Work to be completed:
Please recast all of the records below as a JSON list of strings, one string per line, leaving out blank lines. Keep the pictures out of the list.

====== Listing

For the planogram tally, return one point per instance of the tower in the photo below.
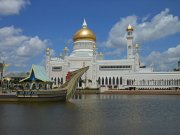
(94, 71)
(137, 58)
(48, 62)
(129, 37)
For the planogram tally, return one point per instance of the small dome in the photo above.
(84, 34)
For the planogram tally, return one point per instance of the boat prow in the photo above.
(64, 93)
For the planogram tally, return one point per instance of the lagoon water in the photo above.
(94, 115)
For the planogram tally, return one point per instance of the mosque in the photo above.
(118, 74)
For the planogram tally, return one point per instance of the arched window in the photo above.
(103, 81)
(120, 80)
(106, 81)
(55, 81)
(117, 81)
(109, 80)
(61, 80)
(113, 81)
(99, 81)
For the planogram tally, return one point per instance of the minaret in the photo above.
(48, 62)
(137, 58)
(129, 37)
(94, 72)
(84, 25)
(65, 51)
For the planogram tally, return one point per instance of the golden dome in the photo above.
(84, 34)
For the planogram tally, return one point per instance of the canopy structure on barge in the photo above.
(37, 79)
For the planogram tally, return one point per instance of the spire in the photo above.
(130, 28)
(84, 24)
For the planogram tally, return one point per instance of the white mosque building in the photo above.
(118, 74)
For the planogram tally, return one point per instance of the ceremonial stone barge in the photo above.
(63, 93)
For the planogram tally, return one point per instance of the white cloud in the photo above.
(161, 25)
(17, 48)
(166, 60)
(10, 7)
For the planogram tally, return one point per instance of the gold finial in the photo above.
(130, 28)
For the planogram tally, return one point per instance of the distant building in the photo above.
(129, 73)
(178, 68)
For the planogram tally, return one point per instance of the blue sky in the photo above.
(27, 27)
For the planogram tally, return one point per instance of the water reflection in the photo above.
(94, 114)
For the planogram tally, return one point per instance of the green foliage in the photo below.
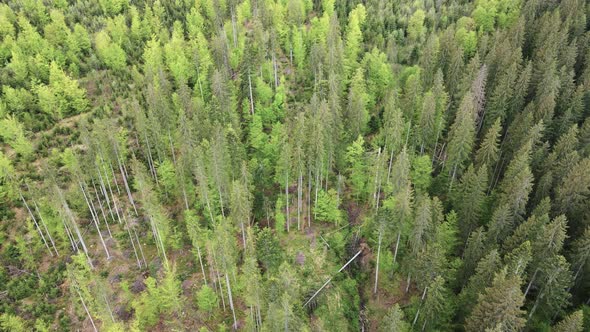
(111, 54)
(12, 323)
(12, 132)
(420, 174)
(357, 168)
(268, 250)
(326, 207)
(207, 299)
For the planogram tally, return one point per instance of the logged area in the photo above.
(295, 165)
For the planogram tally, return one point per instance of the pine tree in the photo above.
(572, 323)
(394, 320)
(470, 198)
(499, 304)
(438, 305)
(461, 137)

============

Solution to this task:
[
  "For the planogram tally, return one point per instance of the tower in the photo below.",
  "(94, 71)",
  "(137, 58)",
  "(48, 62)",
  "(129, 37)",
  "For the planogram tally, return one point per instance of the small dome in the photo above.",
  "(84, 34)",
  "For the planogram tally, return one point per instance of the boat prow in the photo above.",
  "(64, 93)",
  "For the planogram tally, return one point per instance of the lagoon water in the photo above.",
  "(94, 115)",
  "For the planogram tally, return one point per instance of the mosque in the photo above.",
  "(118, 74)",
  "For the planogram tally, return one point per instance of the arched window in the photo above.",
  "(103, 81)",
  "(120, 80)",
  "(106, 81)",
  "(55, 81)",
  "(117, 81)",
  "(109, 80)",
  "(61, 80)",
  "(113, 81)",
  "(99, 81)",
  "For the planogram tally, return one point per instance of the minaret in the photo above.",
  "(48, 62)",
  "(137, 58)",
  "(129, 37)",
  "(94, 72)",
  "(84, 25)",
  "(65, 51)",
  "For the planogram tally, return one point per instance of the golden dome in the photo above.",
  "(84, 34)",
  "For the planogram tally, return one point per instance of the canopy structure on barge in the photo above.",
  "(37, 79)",
  "For the planogram tally, return one point per instance of the spire in the photo above.",
  "(130, 28)",
  "(84, 24)",
  "For the planogram tally, return one point per instance of the white mosque building in the photo above.",
  "(118, 74)",
  "For the planogram tally, return one point per instance of the ceremonial stone barge in the photo above.",
  "(63, 93)",
  "For the planogram tally, return one point per instance of the white cloud in the photo above.",
  "(161, 25)",
  "(17, 48)",
  "(166, 60)",
  "(10, 7)",
  "For the planogram tally, return one point per instance of the gold finial in the photo above.",
  "(130, 28)",
  "For the planogram tally, return one point per instance of the distant building in the photo above.",
  "(129, 73)",
  "(178, 68)",
  "For the planogram tally, return one point per instance of the blue sky in the photo above.",
  "(27, 27)",
  "For the planogram tally, return one point per instance of the water reflection in the photo above.",
  "(94, 114)",
  "For the planogram tally, return one point per instance of the green foliage in the photo below.",
  "(111, 54)",
  "(12, 323)",
  "(12, 132)",
  "(420, 174)",
  "(357, 168)",
  "(268, 250)",
  "(326, 207)",
  "(207, 299)",
  "For the planogram tally, return one point per instance of the logged area in the photo above.",
  "(295, 165)",
  "For the planogram tally, return one point per instance of the pine tree in the photo above.",
  "(572, 323)",
  "(394, 320)",
  "(470, 198)",
  "(499, 304)",
  "(438, 305)",
  "(461, 137)"
]